Point-per-instance localization data:

__________

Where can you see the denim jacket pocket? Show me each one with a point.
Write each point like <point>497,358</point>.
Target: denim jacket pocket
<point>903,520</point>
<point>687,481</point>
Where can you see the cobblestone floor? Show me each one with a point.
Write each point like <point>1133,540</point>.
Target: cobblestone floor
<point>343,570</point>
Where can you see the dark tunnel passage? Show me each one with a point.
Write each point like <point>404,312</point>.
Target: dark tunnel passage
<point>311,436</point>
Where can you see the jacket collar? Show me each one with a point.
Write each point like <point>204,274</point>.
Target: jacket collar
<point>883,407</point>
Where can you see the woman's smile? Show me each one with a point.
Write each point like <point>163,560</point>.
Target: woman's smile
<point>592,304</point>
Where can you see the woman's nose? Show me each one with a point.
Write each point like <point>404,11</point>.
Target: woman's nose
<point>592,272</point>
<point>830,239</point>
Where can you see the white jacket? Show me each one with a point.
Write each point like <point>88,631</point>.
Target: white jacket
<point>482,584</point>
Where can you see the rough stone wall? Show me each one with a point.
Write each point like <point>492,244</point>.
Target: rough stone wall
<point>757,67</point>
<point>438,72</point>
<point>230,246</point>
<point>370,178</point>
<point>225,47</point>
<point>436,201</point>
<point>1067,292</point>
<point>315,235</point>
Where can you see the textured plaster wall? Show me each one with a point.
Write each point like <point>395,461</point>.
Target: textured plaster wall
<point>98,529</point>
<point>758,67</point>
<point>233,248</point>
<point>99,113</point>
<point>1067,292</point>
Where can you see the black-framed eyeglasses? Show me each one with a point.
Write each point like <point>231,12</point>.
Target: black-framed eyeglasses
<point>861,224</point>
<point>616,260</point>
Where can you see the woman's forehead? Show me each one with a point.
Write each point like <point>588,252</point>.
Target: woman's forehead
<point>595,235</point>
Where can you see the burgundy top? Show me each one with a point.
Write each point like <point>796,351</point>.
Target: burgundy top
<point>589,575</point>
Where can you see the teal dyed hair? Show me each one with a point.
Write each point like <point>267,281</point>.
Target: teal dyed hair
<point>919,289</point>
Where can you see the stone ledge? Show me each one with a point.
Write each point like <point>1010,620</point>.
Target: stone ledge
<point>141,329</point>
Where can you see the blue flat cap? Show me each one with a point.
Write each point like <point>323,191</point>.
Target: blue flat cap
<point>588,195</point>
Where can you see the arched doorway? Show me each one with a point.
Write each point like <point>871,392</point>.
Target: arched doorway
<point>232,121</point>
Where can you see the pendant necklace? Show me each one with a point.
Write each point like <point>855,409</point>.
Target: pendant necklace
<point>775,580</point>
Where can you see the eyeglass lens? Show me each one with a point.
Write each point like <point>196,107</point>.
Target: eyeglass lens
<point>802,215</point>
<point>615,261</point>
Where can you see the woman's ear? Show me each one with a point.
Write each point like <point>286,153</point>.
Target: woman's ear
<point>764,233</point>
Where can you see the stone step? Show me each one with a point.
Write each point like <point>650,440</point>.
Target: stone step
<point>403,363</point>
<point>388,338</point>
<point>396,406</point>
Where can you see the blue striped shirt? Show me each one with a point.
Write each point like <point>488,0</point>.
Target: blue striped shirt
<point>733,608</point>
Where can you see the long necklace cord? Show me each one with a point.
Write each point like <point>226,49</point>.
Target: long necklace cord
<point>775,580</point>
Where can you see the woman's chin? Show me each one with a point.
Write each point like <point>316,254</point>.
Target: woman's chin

__________

Task directions:
The answer is a portion of the data. Write out exactly the line with "Write each point like <point>316,254</point>." and all lines after it.

Response to the task:
Write each point like <point>316,254</point>.
Target: woman's chin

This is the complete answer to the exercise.